Copy out the data below line for line, with no changes.

• Record list:
○ ○ ○
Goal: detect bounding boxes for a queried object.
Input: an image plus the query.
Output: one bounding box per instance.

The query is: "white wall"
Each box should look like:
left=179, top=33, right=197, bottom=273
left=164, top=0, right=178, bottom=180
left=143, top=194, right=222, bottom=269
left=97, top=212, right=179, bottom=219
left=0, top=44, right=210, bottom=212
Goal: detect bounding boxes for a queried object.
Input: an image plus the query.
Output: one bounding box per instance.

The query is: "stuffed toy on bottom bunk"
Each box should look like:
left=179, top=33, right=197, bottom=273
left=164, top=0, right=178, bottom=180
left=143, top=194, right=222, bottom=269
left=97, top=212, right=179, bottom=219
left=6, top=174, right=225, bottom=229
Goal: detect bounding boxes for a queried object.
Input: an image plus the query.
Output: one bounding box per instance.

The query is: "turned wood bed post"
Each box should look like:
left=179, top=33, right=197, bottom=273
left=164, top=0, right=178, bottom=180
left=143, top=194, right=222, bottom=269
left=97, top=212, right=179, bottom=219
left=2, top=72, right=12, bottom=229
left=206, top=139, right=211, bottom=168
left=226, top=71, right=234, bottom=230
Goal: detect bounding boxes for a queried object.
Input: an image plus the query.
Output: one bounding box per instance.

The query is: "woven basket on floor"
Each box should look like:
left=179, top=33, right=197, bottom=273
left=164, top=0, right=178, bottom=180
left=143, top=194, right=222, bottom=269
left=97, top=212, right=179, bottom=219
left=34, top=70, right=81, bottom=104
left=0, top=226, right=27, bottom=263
○ ○ ○
• Completed exercise:
Goal: detect bounding boxes for a queried object.
Input: an image plus the query.
Output: one bounding box per instance.

The query is: "white wall"
Each box should look like:
left=179, top=33, right=197, bottom=273
left=164, top=0, right=178, bottom=180
left=143, top=194, right=222, bottom=269
left=97, top=212, right=179, bottom=219
left=0, top=44, right=210, bottom=212
Goal: detect bounding boxes for a queried object.
Input: an image plus the query.
Output: one bounding box per instance.

The query is: "stuffed toy on bottom bunk"
Each box should look like:
left=179, top=33, right=197, bottom=273
left=164, top=0, right=178, bottom=180
left=143, top=194, right=222, bottom=269
left=97, top=212, right=179, bottom=219
left=6, top=174, right=225, bottom=229
Goal: detect bounding boxes for a queried object.
Input: an image plus the query.
Output: one bounding box per instance.

The query is: "turned wood bed post"
Each box should look like:
left=179, top=33, right=197, bottom=273
left=164, top=0, right=178, bottom=180
left=143, top=194, right=222, bottom=269
left=97, top=212, right=179, bottom=219
left=2, top=72, right=12, bottom=229
left=206, top=139, right=211, bottom=168
left=226, top=71, right=234, bottom=230
Goal: detect bounding boxes for a queried object.
Input: an image plus the query.
Output: one bounding box per instance.

The query is: "woven basket on floor"
Each box should look like:
left=179, top=33, right=197, bottom=273
left=164, top=0, right=178, bottom=180
left=143, top=194, right=222, bottom=269
left=97, top=212, right=179, bottom=219
left=34, top=70, right=81, bottom=104
left=0, top=226, right=27, bottom=263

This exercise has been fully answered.